§ **What is expected**
Among the entries below, find the lines holding "area" and copy them.
□ □ □ □ □
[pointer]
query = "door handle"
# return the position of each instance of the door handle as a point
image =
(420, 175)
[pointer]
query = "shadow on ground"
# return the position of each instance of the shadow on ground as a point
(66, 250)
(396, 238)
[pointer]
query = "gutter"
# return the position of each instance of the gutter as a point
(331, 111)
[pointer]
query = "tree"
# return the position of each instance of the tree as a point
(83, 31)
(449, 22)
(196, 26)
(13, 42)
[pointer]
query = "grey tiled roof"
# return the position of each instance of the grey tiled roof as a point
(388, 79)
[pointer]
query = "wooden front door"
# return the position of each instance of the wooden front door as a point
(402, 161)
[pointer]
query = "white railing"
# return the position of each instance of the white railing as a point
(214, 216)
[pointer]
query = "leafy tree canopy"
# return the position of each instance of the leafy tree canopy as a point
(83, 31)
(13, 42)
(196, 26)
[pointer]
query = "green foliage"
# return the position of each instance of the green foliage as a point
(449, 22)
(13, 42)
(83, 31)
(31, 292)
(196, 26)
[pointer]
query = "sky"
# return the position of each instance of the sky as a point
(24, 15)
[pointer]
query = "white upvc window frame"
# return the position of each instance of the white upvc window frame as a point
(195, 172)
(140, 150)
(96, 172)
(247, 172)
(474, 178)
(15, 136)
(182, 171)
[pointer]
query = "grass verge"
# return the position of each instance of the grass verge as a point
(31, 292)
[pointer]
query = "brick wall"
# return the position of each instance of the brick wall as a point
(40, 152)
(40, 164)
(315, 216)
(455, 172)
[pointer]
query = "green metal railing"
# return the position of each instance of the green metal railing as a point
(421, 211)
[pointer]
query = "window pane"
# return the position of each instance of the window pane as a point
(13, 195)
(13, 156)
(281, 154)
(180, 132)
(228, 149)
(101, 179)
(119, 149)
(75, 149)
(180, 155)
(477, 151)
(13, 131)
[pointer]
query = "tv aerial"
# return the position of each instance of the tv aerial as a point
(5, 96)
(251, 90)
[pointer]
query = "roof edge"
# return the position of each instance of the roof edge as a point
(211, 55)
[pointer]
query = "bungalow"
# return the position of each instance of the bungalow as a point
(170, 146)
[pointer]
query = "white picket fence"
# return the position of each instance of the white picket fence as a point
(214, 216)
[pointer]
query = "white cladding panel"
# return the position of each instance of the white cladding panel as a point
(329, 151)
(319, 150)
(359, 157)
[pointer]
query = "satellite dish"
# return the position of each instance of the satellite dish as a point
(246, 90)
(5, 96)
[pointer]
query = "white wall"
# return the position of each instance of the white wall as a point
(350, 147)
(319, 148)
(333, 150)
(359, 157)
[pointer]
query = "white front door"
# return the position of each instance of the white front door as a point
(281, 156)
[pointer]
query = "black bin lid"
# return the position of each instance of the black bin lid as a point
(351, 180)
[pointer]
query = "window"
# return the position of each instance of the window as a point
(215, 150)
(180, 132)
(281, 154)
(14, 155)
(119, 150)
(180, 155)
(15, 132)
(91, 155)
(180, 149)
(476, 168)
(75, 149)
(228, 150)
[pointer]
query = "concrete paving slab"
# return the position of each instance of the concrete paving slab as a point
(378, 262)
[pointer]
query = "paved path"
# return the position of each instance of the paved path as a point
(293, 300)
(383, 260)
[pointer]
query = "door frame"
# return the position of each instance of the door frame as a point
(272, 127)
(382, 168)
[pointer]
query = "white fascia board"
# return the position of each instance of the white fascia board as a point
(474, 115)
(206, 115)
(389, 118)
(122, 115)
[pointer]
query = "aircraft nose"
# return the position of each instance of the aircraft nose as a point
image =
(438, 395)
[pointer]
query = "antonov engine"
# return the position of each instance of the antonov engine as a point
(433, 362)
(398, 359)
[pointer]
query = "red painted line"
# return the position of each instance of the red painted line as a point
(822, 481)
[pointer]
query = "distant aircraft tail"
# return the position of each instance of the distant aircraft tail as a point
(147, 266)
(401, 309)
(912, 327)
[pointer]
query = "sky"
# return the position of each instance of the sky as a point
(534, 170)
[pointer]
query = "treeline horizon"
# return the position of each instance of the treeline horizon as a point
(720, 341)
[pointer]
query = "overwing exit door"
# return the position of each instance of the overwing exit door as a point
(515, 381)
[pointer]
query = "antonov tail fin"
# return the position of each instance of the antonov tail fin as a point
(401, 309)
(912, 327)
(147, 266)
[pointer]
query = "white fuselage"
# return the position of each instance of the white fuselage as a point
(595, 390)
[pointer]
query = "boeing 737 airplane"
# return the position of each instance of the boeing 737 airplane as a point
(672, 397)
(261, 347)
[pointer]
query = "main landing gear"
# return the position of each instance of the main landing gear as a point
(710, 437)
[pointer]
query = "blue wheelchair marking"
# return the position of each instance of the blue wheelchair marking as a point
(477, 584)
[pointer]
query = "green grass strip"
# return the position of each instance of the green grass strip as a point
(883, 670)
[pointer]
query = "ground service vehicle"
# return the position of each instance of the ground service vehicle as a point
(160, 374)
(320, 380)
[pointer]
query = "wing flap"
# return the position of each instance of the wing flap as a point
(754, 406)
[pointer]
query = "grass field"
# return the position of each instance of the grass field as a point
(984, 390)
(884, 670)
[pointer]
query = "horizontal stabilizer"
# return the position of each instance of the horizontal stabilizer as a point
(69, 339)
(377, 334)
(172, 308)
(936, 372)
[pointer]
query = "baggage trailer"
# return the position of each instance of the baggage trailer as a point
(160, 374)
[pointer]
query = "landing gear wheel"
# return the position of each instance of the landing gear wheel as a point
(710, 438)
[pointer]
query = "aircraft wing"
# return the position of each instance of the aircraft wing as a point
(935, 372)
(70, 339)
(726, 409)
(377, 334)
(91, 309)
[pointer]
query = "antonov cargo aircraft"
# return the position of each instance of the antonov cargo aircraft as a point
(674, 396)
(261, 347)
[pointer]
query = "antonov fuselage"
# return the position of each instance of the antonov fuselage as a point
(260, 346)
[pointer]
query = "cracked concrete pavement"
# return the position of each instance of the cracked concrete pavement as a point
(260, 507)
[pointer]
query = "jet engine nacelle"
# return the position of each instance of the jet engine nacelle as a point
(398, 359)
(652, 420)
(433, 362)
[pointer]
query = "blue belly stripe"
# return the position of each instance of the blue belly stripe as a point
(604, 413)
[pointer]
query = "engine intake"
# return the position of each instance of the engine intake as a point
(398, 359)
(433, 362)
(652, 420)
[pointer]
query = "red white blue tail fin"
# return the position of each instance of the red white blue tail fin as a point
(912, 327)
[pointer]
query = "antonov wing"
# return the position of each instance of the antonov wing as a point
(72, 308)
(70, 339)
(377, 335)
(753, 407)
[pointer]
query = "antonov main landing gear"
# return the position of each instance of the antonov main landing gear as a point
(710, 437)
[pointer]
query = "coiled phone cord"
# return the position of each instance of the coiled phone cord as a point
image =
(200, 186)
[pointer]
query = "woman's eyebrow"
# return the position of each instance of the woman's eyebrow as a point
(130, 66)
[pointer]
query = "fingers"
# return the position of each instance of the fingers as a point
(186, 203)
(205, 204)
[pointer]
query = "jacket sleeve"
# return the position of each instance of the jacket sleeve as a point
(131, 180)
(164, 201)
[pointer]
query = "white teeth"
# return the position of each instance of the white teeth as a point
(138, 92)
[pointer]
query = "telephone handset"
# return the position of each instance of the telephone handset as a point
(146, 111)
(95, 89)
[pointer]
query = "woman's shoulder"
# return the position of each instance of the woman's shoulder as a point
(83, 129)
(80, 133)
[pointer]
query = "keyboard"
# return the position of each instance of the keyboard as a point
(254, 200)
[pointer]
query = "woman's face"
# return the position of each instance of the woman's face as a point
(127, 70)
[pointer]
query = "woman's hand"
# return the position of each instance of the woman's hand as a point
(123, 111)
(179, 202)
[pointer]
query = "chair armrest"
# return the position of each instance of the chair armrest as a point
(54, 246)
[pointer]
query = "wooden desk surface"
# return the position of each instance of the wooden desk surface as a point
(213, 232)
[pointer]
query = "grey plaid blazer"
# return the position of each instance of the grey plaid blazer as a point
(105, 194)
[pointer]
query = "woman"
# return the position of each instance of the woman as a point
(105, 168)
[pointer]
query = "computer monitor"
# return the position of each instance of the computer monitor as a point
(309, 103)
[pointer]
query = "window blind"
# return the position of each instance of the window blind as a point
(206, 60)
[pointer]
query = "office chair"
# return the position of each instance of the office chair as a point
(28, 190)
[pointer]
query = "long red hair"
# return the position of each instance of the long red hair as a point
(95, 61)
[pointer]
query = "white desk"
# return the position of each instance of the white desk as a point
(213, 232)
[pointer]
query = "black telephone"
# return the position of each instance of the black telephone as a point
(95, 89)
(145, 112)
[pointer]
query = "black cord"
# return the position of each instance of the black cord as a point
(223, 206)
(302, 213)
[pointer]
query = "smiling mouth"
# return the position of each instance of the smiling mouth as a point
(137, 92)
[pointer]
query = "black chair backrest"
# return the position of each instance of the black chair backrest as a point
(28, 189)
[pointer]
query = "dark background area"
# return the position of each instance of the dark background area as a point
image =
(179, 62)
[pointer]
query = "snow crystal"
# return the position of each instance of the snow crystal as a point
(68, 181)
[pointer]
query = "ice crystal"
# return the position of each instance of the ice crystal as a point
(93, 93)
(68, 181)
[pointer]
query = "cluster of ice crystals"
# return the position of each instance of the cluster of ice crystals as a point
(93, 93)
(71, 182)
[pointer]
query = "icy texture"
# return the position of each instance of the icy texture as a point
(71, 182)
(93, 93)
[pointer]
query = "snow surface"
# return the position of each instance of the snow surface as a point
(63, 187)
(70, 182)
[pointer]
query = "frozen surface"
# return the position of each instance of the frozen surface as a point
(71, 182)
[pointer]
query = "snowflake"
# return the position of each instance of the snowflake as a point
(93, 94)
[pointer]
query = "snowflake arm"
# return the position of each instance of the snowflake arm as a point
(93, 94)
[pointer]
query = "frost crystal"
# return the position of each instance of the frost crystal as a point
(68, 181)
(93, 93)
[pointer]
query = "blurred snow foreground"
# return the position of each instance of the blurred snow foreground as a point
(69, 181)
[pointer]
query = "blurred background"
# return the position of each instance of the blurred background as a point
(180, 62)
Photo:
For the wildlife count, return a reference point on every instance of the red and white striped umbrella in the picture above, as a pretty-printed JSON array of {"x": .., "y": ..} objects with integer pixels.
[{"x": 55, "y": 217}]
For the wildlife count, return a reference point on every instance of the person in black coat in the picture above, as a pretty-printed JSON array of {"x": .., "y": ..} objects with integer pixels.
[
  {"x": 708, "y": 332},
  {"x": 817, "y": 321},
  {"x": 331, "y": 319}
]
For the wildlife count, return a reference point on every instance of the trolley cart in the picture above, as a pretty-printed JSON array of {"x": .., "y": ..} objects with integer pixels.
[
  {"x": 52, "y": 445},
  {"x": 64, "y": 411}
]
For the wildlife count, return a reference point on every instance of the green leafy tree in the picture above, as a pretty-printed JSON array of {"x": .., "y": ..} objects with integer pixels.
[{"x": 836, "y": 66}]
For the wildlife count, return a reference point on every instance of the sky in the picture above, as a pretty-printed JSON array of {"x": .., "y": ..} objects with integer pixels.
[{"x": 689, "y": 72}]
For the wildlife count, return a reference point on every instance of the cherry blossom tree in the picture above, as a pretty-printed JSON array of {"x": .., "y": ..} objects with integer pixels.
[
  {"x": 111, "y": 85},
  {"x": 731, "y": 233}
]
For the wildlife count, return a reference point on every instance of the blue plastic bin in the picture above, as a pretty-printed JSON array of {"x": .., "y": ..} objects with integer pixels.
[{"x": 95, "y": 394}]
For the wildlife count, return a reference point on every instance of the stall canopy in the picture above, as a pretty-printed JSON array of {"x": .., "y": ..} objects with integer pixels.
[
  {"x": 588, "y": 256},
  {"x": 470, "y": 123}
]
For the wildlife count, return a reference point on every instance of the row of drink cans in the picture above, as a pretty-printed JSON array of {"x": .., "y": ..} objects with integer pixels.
□ □ □ □ □
§ **Completed exercise**
query = "dark background area"
# return the position of each instance of the dark background area as a point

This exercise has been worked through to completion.